Information given -

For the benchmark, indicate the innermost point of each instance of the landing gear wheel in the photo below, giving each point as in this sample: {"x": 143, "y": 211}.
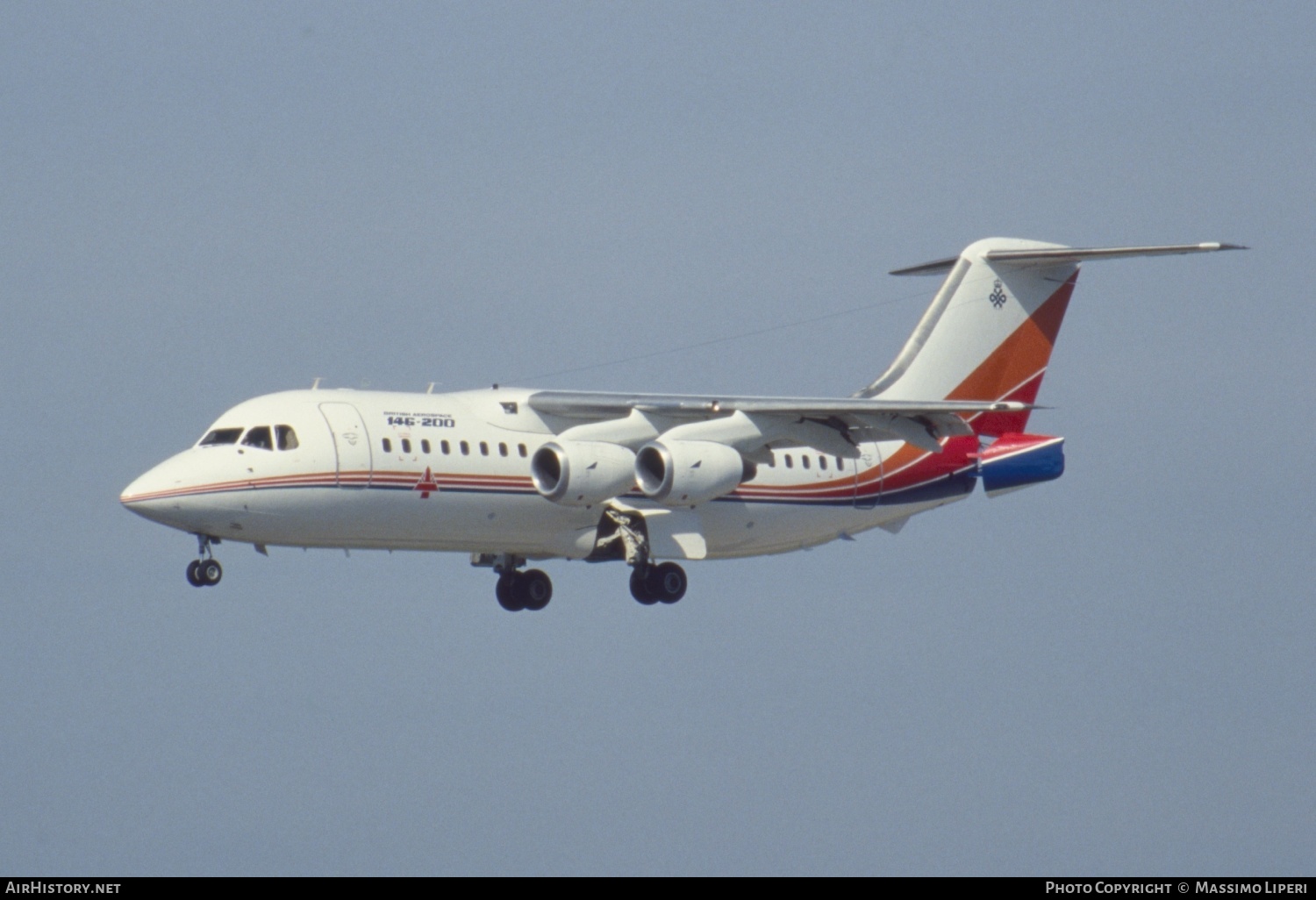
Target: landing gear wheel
{"x": 507, "y": 592}
{"x": 640, "y": 587}
{"x": 534, "y": 589}
{"x": 666, "y": 583}
{"x": 210, "y": 571}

Directive -
Reproduce every line of the items above word for word, leaving out the pictures.

Solution for this problem -
For the benchmark, indicate the innermost point of each instance of the landing gear wheel in the photo below, giving each point as in this sample: {"x": 143, "y": 211}.
Target: landing gear wheel
{"x": 507, "y": 592}
{"x": 640, "y": 587}
{"x": 534, "y": 589}
{"x": 666, "y": 583}
{"x": 210, "y": 571}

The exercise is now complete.